Copy the whole listing below word for word, but leave out the pictures.

########

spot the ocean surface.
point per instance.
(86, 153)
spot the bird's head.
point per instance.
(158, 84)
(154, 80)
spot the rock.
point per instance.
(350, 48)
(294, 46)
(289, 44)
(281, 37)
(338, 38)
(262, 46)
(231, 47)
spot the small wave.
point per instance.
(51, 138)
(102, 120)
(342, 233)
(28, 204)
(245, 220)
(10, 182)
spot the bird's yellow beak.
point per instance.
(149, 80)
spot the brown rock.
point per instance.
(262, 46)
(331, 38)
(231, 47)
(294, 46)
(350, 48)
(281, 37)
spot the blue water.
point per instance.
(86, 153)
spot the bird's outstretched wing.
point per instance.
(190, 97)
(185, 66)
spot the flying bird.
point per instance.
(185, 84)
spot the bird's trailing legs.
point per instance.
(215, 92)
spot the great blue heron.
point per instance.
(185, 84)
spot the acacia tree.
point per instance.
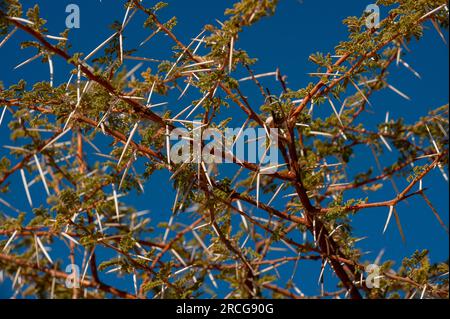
(91, 141)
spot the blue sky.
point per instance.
(298, 29)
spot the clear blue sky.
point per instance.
(298, 29)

########

• **SOLVED PROBLEM**:
spot the ocean surface.
point per instance.
(86, 153)
spot the bird's head.
point per instance.
(158, 84)
(154, 80)
spot the rock.
point per instance.
(350, 48)
(294, 46)
(289, 44)
(281, 37)
(338, 38)
(262, 46)
(231, 47)
spot the small wave.
point per instance.
(51, 138)
(102, 120)
(342, 233)
(28, 204)
(245, 220)
(10, 182)
spot the bird's yellow beak.
point per instance.
(149, 80)
spot the brown rock.
point per instance.
(262, 46)
(331, 38)
(231, 47)
(294, 46)
(350, 48)
(281, 37)
spot the blue water.
point per instance.
(86, 153)
spot the bird's outstretched wing.
point per instance.
(190, 97)
(185, 66)
spot the flying bird.
point per instance.
(185, 84)
spot the bird's trailing legs.
point per instance.
(215, 92)
spot the great blue heron.
point per instance.
(185, 84)
spot the acacia tree.
point per instance.
(91, 141)
spot the blue sky.
point per instance.
(298, 29)
spot the clear blue sky.
point per instance.
(298, 29)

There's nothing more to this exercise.